Document passage
++++

I’m arguing with someone about using land to grow animals, or grow plants. Eventually he decided to pull out some hard figures:
Idk man, so if I had a 5x5 foot chicken coup I could house about a 10 chickens comfortably, that’s about 300x10 or 3000 eggs a year, in a 5x5 plot of land. That’s approximately 3000x70 or 210000 (!!!) calories. With lots of protein and other vitamins and minerals. (and you could fit even MORE chickens in if you were an inhumane asshole)
Now if you planted about 1 corn stalk per square foot, you’d get 5x5x1 about 25 corn stalks, and lets say you get lucky and get two harvests in, and even luckier and get 2 corn on the cob per stalk. So that’s 100 corn on the cob, or 100x100 or 10,000 calories.
Now, that’s a huge margin but of course you need to factor in the calories needed to feed the chicken, which is about 50 calories a day, (they can get away with less if you have land for them to peck at shit) or 500 calories per day for all 10 chickens, or 182500 calories per year. But then you have to factor in eating the chickens, which is about 5000 calories/chicken. Or 25,000 calories total.
25,000 + 210,000 - 182500 = 52500 calories/year for chicken
or
10,000 calories a year for corn.
Now, I’ve tried carrots, potatoes, and other foods, but somehow I can’t get the same amount of calories from the given land as the chickens. I know I’m doing something wrong, because he’s still losing potential energy, all that stuff going into bones, feathers, eyes, in the chickens moving around and making noise. Every time you go up the food chain, there’s always losses. Which also doesn’t make sense, because he’s getting more calories out than he’s putting in, even with all the energy expended to make chicken.
So anyone mind helping me out? I don’t mean drafting a response for me of course, but maybe point out what I’m missing, or what crop might be a better point-maker than corn?

++++

Information supplied

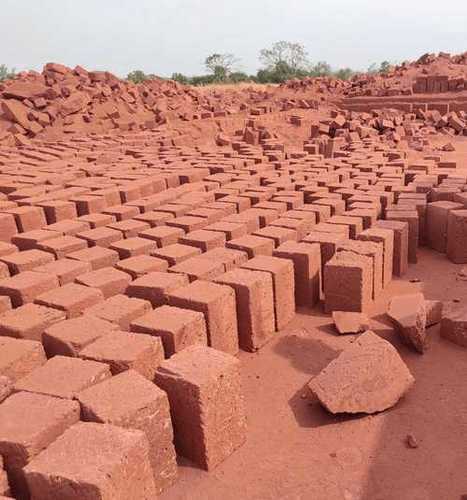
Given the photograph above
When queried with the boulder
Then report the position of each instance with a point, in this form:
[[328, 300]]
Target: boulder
[[350, 322], [408, 312], [367, 377]]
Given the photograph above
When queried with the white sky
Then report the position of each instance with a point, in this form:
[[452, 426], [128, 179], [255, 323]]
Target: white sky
[[166, 36]]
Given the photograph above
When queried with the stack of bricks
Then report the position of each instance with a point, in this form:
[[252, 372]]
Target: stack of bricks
[[132, 272]]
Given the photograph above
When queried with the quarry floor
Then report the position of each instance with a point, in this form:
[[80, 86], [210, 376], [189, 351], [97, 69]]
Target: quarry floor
[[295, 450]]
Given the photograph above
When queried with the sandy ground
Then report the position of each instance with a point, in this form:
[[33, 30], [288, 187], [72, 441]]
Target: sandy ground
[[295, 450]]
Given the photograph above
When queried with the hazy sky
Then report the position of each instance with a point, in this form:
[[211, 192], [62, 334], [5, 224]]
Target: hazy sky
[[164, 36]]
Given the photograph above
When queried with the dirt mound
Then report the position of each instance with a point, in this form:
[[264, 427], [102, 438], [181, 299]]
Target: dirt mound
[[429, 74]]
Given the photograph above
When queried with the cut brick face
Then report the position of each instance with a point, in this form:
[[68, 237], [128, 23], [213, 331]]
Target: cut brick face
[[306, 260], [229, 257], [63, 377], [278, 235], [456, 247], [130, 401], [28, 218], [230, 230], [252, 245], [218, 304], [66, 270], [163, 235], [69, 337], [371, 249], [142, 264], [27, 260], [176, 253], [30, 239], [204, 390], [28, 424], [26, 286], [204, 240], [386, 237], [412, 219], [62, 246], [283, 281], [199, 268], [68, 227], [348, 282], [98, 257], [7, 227], [101, 236], [108, 280], [454, 325], [155, 286], [29, 321], [177, 328], [133, 247], [437, 223], [73, 299], [121, 310], [400, 230], [103, 461], [255, 306], [20, 357]]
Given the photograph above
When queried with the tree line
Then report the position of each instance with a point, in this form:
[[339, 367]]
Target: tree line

++++

Quote the chicken-versus-corn post above word for word, from "I’m arguing with" to "an inhumane asshole)".

Reply to the exercise
I’m arguing with someone about using land to grow animals, or grow plants. Eventually he decided to pull out some hard figures:
Idk man, so if I had a 5x5 foot chicken coup I could house about a 10 chickens comfortably, that’s about 300x10 or 3000 eggs a year, in a 5x5 plot of land. That’s approximately 3000x70 or 210000 (!!!) calories. With lots of protein and other vitamins and minerals. (and you could fit even MORE chickens in if you were an inhumane asshole)